> [TASK DATA]
****************************************
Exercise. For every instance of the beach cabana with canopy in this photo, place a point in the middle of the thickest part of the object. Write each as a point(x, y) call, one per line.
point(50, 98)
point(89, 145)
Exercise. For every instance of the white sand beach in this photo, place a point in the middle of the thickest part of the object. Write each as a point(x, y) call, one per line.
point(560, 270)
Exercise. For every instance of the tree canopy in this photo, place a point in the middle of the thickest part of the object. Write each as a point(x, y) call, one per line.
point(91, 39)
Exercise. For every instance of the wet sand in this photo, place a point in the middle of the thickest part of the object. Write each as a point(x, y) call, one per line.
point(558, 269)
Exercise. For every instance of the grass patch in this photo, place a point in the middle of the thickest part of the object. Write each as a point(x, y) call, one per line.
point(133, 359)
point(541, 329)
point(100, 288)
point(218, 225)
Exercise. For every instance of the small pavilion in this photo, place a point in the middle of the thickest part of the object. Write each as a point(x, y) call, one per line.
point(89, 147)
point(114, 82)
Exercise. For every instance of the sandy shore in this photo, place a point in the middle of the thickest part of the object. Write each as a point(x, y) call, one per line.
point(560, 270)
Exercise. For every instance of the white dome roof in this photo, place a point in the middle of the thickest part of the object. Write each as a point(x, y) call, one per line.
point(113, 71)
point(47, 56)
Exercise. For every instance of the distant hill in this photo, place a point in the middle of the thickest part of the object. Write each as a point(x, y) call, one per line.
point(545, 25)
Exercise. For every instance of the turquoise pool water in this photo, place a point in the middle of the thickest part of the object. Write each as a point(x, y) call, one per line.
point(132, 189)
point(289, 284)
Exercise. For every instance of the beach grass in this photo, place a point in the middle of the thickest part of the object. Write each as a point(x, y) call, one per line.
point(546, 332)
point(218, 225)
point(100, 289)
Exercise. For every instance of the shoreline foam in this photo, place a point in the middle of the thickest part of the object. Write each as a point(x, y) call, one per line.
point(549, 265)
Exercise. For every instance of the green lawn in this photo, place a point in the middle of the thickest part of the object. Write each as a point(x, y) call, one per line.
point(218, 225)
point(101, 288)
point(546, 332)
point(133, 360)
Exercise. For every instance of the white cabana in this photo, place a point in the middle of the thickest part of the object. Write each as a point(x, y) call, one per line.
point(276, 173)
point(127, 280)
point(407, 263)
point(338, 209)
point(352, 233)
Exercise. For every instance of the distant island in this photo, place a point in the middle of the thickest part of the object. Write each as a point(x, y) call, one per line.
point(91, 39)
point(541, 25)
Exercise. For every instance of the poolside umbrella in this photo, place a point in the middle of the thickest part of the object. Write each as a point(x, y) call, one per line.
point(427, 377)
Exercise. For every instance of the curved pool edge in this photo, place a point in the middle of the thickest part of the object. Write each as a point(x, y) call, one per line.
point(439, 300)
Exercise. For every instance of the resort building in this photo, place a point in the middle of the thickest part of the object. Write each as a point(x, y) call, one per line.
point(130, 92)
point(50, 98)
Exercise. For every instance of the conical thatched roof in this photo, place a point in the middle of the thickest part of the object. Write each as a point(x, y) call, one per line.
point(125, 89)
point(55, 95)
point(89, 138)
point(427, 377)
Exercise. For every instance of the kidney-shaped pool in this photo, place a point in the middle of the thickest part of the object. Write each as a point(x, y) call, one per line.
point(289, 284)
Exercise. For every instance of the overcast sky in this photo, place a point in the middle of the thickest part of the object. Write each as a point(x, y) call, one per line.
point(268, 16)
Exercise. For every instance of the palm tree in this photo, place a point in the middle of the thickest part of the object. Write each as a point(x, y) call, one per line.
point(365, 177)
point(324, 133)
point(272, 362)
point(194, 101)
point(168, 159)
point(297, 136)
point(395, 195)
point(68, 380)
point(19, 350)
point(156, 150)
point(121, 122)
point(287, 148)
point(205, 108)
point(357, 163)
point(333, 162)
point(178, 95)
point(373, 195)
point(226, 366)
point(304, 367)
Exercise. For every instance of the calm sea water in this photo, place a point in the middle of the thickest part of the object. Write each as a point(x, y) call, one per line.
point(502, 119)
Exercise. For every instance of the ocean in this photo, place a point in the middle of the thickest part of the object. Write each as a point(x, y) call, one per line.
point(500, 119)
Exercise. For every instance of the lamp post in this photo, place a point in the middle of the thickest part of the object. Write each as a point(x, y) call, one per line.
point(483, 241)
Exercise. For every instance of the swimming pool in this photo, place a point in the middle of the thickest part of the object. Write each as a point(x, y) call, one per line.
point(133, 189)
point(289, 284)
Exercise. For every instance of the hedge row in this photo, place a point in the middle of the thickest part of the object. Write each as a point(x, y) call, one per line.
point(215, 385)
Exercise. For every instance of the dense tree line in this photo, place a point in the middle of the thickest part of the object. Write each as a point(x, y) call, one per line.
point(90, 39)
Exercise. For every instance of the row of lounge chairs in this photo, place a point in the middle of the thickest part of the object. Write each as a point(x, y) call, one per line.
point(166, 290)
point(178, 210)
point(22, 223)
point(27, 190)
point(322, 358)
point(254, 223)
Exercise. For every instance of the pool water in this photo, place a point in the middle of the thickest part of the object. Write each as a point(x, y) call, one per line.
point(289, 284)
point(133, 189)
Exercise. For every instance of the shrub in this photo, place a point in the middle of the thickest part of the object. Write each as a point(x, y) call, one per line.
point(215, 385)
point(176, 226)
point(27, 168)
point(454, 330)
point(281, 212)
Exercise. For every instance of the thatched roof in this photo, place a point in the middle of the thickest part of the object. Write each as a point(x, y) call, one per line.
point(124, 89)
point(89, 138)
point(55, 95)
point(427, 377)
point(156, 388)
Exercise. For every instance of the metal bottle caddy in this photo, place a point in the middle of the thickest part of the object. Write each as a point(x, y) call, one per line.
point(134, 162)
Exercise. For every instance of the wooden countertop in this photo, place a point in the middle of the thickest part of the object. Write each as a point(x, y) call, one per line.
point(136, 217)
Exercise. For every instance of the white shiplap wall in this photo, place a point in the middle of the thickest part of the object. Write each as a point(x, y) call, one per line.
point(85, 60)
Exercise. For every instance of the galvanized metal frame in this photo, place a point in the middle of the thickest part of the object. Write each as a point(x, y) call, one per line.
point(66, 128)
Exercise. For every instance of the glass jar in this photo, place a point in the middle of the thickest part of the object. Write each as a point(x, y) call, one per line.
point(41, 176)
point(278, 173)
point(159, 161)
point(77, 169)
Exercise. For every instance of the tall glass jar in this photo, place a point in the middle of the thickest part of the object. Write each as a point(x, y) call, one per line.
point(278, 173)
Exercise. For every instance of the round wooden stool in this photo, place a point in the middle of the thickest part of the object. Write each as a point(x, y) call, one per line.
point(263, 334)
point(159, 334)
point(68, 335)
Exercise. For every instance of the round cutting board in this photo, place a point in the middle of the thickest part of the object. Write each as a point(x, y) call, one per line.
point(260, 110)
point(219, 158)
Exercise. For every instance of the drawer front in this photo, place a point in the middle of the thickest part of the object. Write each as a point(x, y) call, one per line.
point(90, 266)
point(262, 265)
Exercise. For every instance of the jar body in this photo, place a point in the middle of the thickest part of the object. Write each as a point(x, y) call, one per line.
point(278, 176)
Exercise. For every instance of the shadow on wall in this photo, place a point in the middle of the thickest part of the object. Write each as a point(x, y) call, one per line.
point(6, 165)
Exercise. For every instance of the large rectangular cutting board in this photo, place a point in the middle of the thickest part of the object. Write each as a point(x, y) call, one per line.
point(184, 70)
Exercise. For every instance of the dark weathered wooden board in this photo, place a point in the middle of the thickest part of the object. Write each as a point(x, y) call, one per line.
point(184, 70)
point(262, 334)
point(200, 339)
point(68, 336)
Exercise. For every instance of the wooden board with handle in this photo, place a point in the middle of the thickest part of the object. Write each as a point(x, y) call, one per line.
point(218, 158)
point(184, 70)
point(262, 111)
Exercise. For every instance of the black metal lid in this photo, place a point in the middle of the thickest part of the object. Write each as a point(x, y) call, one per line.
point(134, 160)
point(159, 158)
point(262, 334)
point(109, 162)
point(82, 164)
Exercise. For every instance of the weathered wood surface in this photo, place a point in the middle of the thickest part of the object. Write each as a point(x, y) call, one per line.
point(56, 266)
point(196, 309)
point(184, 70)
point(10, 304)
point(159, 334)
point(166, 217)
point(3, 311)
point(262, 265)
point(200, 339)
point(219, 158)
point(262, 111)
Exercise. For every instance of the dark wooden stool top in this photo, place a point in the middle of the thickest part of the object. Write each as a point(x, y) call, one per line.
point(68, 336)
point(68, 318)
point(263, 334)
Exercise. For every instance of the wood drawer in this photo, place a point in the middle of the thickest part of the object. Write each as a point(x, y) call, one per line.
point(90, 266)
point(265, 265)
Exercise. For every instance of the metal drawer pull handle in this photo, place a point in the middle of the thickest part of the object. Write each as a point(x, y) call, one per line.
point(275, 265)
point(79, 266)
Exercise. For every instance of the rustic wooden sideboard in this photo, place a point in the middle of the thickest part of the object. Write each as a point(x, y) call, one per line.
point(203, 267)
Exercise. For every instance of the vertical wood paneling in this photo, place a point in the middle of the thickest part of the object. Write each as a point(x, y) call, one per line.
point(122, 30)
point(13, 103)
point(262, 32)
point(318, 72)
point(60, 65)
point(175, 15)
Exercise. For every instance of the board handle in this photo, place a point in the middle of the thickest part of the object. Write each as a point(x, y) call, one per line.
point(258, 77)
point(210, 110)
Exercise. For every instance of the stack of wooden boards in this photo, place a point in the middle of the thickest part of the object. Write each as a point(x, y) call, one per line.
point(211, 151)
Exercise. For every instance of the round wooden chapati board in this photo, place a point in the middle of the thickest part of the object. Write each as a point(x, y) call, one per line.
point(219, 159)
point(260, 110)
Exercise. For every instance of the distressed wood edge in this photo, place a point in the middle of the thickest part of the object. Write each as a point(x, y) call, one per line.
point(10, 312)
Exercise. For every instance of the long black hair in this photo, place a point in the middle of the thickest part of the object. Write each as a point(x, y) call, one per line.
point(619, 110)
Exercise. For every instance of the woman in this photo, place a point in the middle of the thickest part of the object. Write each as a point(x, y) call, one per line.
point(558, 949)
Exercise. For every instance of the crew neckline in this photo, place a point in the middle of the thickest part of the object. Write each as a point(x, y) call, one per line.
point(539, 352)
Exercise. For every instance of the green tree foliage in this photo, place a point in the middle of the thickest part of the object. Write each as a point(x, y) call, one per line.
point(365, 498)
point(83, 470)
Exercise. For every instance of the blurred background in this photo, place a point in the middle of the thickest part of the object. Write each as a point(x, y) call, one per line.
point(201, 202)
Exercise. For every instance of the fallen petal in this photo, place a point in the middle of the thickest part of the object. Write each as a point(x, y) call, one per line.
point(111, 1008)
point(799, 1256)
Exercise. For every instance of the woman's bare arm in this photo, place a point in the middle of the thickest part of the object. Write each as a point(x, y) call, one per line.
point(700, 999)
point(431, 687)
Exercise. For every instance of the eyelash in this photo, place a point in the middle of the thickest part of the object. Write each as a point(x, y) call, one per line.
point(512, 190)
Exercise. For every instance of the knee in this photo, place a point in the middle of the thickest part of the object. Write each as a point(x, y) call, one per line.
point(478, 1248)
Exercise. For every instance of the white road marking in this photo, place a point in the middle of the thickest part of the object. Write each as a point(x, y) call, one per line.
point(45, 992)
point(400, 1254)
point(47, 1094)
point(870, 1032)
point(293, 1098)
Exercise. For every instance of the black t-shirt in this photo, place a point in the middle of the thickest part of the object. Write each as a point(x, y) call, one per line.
****************************************
> [SHORT PROBLEM] All lines from the one that contains "Exercise. For every instance of the eyelash" through the end of the material are to be quoted exactly, with both ends included.

> [WRITTEN ANSWER]
Exercise. For every instance of the eyelash in this photo, place a point in the middle of the thickest part of the object. Write each as a point(x, y) call, one per line.
point(512, 190)
Exercise. For every instance of the knee in this photo, place a point in the middle of the thickest part of the object. Write each as a point(x, y) call, one per line.
point(478, 1248)
Exercise. For every instance of the white road marking in this photo, place a point in the middle of the thickest part of the object. Write each as a point(x, y) call, one per line.
point(45, 992)
point(400, 1254)
point(47, 1094)
point(870, 1032)
point(293, 1098)
Exercise. For every instance of the black t-shirt in this photo, place a point in the middle of the thickest part of the object. Write each as a point(x, y) call, one per line.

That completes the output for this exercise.